**Records for this exercise**
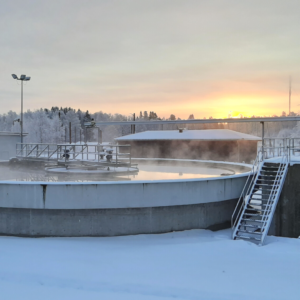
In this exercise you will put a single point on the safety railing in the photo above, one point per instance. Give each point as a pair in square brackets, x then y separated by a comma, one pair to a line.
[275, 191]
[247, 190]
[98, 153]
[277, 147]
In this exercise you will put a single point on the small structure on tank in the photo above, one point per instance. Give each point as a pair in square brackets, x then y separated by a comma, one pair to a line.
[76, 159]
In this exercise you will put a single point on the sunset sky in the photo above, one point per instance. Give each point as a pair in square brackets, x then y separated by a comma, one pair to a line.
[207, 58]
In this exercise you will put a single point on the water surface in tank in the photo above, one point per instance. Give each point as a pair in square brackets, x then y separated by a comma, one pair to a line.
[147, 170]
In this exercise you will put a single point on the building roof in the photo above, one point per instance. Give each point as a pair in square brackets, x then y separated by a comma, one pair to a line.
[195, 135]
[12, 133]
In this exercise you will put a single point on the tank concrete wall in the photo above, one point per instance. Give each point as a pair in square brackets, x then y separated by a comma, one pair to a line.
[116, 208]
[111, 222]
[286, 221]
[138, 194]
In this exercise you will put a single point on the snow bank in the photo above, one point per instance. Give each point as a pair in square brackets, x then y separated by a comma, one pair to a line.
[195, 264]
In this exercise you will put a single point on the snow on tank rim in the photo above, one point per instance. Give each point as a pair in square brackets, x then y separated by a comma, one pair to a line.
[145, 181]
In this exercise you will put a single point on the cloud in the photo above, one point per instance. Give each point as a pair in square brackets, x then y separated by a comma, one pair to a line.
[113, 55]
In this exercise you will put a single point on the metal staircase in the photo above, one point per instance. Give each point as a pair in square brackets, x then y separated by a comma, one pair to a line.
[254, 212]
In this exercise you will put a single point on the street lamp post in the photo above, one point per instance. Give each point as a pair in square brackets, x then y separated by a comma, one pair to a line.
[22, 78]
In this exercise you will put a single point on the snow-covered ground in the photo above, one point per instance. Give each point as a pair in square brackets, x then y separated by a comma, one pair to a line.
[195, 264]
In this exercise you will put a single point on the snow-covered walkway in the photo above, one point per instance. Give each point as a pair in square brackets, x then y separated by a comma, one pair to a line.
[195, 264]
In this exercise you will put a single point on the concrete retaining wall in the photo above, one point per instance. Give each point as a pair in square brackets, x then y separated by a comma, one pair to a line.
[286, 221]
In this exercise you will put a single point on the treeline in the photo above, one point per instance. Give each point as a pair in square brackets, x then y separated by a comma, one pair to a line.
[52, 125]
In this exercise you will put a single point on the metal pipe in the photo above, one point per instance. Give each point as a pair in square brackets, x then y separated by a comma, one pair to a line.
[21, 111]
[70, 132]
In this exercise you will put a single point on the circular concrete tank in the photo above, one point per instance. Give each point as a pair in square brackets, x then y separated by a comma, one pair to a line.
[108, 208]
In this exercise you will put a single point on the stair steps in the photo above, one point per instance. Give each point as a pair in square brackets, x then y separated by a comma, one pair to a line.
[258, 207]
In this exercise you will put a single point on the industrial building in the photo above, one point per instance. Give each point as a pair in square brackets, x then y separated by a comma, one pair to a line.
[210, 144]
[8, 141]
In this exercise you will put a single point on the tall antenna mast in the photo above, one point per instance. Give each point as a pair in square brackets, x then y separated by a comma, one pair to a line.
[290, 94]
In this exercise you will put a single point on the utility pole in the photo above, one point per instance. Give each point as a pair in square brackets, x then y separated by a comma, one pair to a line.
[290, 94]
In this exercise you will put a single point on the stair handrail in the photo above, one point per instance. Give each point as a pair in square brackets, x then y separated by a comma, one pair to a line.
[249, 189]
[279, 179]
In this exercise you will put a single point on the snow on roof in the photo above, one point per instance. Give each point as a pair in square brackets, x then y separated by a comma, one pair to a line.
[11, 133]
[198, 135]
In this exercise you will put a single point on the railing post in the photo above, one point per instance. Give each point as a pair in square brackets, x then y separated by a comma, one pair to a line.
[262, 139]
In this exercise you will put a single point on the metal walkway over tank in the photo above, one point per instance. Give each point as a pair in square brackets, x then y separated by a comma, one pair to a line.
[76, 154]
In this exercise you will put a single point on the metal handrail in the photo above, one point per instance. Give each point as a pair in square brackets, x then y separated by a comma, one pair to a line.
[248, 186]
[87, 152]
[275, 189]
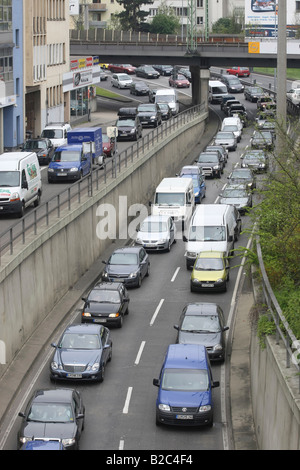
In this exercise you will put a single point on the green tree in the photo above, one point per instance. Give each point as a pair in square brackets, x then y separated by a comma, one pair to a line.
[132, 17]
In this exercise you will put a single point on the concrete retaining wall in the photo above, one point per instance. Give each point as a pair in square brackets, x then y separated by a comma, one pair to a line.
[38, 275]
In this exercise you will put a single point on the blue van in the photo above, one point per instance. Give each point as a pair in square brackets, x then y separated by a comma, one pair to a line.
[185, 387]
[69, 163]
==
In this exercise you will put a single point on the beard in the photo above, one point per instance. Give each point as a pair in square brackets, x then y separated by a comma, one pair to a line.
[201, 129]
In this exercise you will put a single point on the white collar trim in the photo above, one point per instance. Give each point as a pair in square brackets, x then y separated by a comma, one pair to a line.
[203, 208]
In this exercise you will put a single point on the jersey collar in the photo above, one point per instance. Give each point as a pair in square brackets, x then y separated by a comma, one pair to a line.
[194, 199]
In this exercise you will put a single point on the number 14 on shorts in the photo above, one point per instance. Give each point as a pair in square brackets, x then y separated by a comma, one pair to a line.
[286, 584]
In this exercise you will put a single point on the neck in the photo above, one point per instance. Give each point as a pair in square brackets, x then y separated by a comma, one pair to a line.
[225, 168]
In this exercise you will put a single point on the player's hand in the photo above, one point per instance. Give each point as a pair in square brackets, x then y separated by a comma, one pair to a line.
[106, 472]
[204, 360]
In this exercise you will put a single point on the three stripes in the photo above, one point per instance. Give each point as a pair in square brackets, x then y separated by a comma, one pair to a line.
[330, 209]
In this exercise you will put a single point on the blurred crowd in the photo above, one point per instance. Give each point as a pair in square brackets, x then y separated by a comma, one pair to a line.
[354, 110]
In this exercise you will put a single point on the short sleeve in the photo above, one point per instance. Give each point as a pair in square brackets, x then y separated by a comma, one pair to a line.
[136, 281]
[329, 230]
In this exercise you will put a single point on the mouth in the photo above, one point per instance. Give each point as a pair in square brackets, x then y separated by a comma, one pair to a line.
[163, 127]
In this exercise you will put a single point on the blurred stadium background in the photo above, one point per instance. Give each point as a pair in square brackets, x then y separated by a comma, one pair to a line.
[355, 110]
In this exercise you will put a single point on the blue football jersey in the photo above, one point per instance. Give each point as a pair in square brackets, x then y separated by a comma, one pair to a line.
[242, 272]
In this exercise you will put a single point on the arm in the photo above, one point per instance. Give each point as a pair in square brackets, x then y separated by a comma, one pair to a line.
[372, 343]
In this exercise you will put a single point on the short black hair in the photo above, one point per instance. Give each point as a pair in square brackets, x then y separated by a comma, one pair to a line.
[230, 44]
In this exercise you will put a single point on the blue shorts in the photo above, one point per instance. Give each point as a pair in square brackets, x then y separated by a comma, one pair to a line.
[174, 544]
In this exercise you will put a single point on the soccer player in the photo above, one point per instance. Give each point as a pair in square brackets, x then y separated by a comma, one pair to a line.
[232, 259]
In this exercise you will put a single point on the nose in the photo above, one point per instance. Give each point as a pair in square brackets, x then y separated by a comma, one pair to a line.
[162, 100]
* * *
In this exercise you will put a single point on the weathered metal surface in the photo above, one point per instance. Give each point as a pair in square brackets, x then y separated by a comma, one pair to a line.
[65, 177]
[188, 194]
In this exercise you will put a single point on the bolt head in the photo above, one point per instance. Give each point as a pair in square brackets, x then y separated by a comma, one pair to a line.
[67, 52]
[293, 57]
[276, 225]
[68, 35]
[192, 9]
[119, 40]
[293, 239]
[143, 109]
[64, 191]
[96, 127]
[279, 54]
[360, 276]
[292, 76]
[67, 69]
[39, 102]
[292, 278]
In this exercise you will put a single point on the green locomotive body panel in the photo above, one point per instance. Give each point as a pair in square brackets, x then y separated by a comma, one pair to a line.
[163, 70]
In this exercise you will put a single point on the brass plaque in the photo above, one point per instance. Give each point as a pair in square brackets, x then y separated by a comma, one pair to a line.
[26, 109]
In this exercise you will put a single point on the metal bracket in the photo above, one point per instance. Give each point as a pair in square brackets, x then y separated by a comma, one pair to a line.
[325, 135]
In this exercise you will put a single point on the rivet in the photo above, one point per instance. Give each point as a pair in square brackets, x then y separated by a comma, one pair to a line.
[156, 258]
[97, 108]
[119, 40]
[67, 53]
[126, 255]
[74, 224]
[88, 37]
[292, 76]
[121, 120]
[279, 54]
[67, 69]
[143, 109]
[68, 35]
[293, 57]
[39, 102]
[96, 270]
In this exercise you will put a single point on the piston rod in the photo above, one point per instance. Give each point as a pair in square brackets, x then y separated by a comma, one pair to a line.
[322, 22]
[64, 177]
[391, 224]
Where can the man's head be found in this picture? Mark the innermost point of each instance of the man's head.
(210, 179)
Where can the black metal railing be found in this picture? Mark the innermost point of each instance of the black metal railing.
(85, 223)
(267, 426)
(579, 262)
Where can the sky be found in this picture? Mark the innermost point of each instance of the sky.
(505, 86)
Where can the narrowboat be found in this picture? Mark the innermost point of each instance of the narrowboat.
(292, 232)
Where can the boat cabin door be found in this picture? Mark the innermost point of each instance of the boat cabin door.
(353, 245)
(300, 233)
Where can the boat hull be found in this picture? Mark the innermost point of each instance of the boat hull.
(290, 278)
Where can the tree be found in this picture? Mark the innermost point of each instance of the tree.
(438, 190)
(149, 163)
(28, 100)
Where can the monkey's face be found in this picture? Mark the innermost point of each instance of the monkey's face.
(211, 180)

**Your objective**
Extract every line in the items above that contains the string "building", and note that case counts.

**Task answer**
In this exercise you will put a single point on the building roof in the photo above, one point per instance. Give each point as a pair in square brackets, x then y separated by a comma, one pair to a line.
In this exercise you will put a single point on the industrial building in the photo above, one point per instance. Give each point as a pair in square brackets, x then y separated by a comma, one pair to a line.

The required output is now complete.